[begin SOURCE DATA]
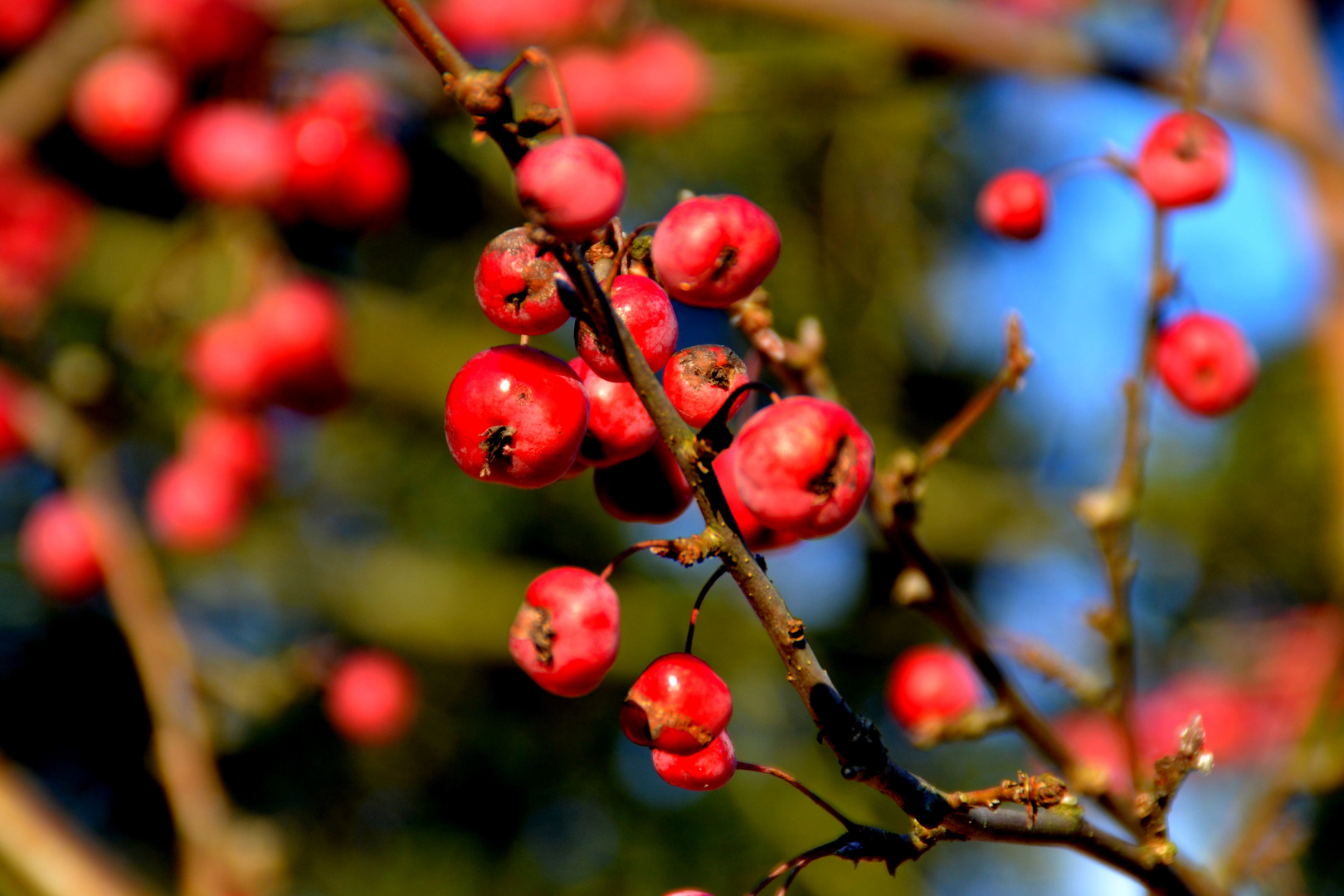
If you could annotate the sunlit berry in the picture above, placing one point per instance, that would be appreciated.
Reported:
(804, 465)
(648, 314)
(515, 416)
(678, 705)
(1014, 204)
(567, 631)
(371, 698)
(1205, 363)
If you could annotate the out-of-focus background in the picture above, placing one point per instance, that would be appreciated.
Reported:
(867, 147)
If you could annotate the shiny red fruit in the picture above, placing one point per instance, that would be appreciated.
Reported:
(124, 104)
(930, 684)
(230, 152)
(645, 489)
(1205, 363)
(371, 698)
(804, 465)
(572, 186)
(699, 381)
(56, 550)
(516, 288)
(1186, 160)
(678, 705)
(194, 505)
(1014, 204)
(713, 250)
(648, 314)
(757, 535)
(515, 416)
(619, 426)
(706, 770)
(567, 631)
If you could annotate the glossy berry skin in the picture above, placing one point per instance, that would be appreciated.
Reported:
(713, 250)
(570, 186)
(567, 631)
(804, 465)
(619, 426)
(194, 505)
(371, 698)
(699, 379)
(930, 684)
(648, 314)
(1205, 363)
(516, 288)
(1014, 204)
(56, 550)
(230, 152)
(645, 489)
(678, 705)
(124, 104)
(706, 770)
(757, 535)
(515, 416)
(1186, 160)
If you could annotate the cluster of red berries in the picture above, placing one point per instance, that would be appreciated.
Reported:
(1186, 160)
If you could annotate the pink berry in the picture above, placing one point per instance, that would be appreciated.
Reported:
(1205, 363)
(124, 102)
(572, 186)
(516, 288)
(194, 505)
(645, 489)
(567, 631)
(699, 381)
(678, 705)
(930, 684)
(371, 698)
(56, 550)
(648, 314)
(230, 152)
(713, 250)
(804, 465)
(515, 416)
(706, 770)
(757, 535)
(1014, 204)
(1186, 160)
(619, 426)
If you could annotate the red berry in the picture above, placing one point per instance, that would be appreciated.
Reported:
[end SOURCE DATA]
> [INSTRUCTIONS FOR THE TASK]: Rewrite the lines running from the one containing "If you could annotate the cluster" through the end of the records, inclusive. Reproduce each request line unchanged, but multiply every coordinate in the answers by 0.5 and round to the nearest whole number, with halves rounded up.

> [TASK OUTPUT]:
If you could annotate the cluster of red berries in the picture above, placing one point per instance, that would be appreciated.
Reported:
(593, 80)
If you could annotate the pink berry in the picture above, placing one point per instance, that would be appreciated.
Reported:
(603, 182)
(62, 51)
(286, 93)
(258, 144)
(97, 253)
(323, 245)
(284, 316)
(350, 191)
(339, 353)
(465, 342)
(186, 349)
(28, 275)
(324, 157)
(115, 76)
(357, 125)
(402, 233)
(258, 208)
(353, 385)
(379, 268)
(507, 102)
(593, 80)
(310, 213)
If you could annotate the red berry in the picture above, placing one point per instance, that would be appreciated.
Reported:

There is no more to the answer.